* begin Document passage *

## 6.4 Rate Smoothing

In many empirical investigations, the real interest is in the spatial distribution of the underlying *risk* of an event. While the concept of risk has many meanings, in this context it represents the *probability* of an event occurring. To the extent that the risk is not constant across space, its spatial distribution is represented by a so-called *risk surface*. The problem is that such a surface is not observed and thus must be estimated.

As it turns out, the crude rate is a good estimate for the unknown risk in that it is unbiased (on average, it is on target). However, it suffers from the problem that its precision (or, alternatively, its variance) is not constant and depends on the size of the corresponding population at risk (the denominator). This intrinsic *variance instability* of rates causes problems for the interpretation of maps, especially in terms of the identification of outliers. In addition, there are challenges to create meaningful maps when dealing with many locations that have no observed events.

In response, a number of procedures have been suggested that trade off some bias in order to increase overall precision, by *borrowing strength*.

In this section, I first present more formally some important concepts related to variance instability, as well as ways to improve the risk estimates by means of
*smoothing rates*. In the current chapter, the discussion is limited to one particular approach, i.e., *Empirical Bayes* smoothing. Spatial smoothing
methods are covered in Chapter 12.

### 6.4.1 Variance Instability

The point of departure in the consideration of rate smoothing is to view the count of events that occur in a location \(i\), \(O_i\), as the number of *successes* in \(P_i\) draws from a probability distribution driven by a risk parameter \(\pi_i\). The textbook analog is to draw \(n\) balls from an urn filled with red and white balls, say with a proportion of \(p\) red balls. Given \(n\) such draws, what is the probability that \(q\) balls will be red?

The formal mathematical framework for this type of situation is the binomial distribution, \(B(n,p)\). The probability function for this distribution gives the probability of \(k\) successes in \(n\) successive draws from a population with risk parameter \(p\):
\[\mbox{Prob}[k] = \binom{n}{k} p^k (1 - p)^{n - k},\] where \(\binom{n}{k}\) is the binomial coefficient.^{40}
Translated into the context of \(O_i\) events out of a population of \(P_i\), the corresponding probability is:
\[\mbox{Prob}[O_i] = \binom{P_i}{O_i} \pi_i^{O_i} (1 - \pi_i)^{P_i - O_i},\]
with \(\pi_i\) as the underlying risk parameter. The mean of this binomial distribution is \(\pi_i P_i\), and the variance is
\(\pi_i (1 - \pi_i) P_i\).

Returning to the crude rate \(r_i = O_i / P_i\), it can be readily seen that its mean corresponds to the underlying risk:^{41}
\[E[r_i] = E[\frac{O_i}{P_i}] = \frac{E[O_i]}{P_i} = \frac{\pi_i P_i}{P_i} = \pi_i.\]
Consequently, the crude rate is an *unbiased* estimator for the underlying risk.

* end Document passage *

Written instruction 1:
Pick out every line in the records below that contains the string "instance", matching case exactly.

* begin Information given *

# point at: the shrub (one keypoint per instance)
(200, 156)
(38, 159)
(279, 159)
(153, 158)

* end Information given *

Written instruction 2:
Copy the stretch of the rate smoothing passage above from "In this section, I" through "will be red?", word for word.

Reply 1:
# point at: the shrub (one keypoint per instance)

Reply 2:
In this section, I first present more formally some important concepts related to variance instability, as well as ways to improve the risk estimates by means of
*smoothing rates*. In the current chapter, the discussion is limited to one particular approach, i.e., *Empirical Bayes* smoothing. Spatial smoothing
methods are covered in Chapter 12.

### 6.4.1 Variance Instability

The point of departure in the consideration of rate smoothing is to view the count of events that occur in a location \(i\), \(O_i\), as the number of *successes* in \(P_i\) draws from a probability distribution driven by a risk parameter \(\pi_i\). The textbook analog is to draw \(n\) balls from an urn filled with red and white balls, say with a proportion of \(p\) red balls. Given \(n\) such draws, what is the probability that \(q\) balls will be red?